_THE REQUEST_
Reproduce the listing from the line containing "Where can the airport" through the end of the listing, switching "white van" to "catering truck" and leaving everything else unchanged.

_INFORMATION PROVIDED_
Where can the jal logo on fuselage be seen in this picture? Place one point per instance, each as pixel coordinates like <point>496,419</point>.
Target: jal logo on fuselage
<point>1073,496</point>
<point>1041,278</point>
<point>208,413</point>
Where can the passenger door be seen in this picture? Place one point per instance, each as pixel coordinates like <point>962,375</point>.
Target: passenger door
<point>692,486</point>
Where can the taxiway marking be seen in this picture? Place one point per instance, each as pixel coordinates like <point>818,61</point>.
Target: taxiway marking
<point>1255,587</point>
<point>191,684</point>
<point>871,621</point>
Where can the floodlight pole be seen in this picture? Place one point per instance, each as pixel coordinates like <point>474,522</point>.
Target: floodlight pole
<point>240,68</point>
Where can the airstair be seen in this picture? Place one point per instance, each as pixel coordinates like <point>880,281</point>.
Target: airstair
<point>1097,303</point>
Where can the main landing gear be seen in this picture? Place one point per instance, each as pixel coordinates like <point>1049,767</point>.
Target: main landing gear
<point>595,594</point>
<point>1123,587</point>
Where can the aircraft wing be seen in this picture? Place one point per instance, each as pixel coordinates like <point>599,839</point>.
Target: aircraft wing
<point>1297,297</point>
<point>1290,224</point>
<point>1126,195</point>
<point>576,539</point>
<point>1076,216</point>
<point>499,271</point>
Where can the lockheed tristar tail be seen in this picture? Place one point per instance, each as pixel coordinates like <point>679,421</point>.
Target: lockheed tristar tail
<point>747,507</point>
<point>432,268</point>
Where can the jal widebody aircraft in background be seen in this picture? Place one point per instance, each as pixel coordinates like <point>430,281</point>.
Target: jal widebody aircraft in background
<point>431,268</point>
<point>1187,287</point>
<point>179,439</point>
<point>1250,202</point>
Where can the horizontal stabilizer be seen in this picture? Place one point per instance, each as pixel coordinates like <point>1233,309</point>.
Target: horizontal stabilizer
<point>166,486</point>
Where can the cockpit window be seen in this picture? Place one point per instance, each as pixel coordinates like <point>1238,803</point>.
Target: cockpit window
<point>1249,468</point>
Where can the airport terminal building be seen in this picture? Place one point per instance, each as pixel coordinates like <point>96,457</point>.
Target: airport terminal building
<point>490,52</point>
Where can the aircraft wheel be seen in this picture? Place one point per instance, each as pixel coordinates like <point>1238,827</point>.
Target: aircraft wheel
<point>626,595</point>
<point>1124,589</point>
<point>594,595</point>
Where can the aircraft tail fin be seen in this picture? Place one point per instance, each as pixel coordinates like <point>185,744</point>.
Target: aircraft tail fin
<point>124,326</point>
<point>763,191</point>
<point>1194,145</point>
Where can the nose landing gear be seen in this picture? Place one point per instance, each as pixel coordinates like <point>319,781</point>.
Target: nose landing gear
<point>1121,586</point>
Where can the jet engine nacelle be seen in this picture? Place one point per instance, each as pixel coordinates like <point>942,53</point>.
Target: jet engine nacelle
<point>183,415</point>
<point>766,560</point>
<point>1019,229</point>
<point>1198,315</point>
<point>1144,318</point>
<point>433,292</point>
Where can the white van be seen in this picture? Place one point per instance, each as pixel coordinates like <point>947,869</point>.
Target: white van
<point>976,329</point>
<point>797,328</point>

_RESULT OF THIS TASK_
Where can the airport terminal building be seen in this picture? Place one point per instance, each as pixel coordinates like <point>96,457</point>.
Target: airport terminal building
<point>490,52</point>
Where can the aircraft wheel be seen in this picture? Place one point per instance, each as pixel coordinates like <point>1238,827</point>.
Target: aircraft wheel
<point>626,595</point>
<point>1124,589</point>
<point>594,595</point>
Where can the aircraft tail fin be seen in this picture? Place one point per instance, each as pixel coordinates like <point>185,744</point>.
Target: aircraft tail fin
<point>124,326</point>
<point>763,191</point>
<point>1194,145</point>
Where can the nose landing gear be seen in this picture? Place one point per instance, each as pixel coordinates like <point>319,781</point>.
Target: nose landing gear
<point>1121,586</point>
Where can the jet engine nacelle be seen in this picture? Place one point per instance, each as pixel coordinates like <point>942,53</point>.
Target: jet engine nacelle
<point>183,415</point>
<point>766,560</point>
<point>1019,229</point>
<point>1198,315</point>
<point>1144,318</point>
<point>433,292</point>
Where can the catering truck be seen in this picture? Place one point per instance, each as pixel coordinates like <point>947,869</point>.
Target: catering truck
<point>976,329</point>
<point>797,328</point>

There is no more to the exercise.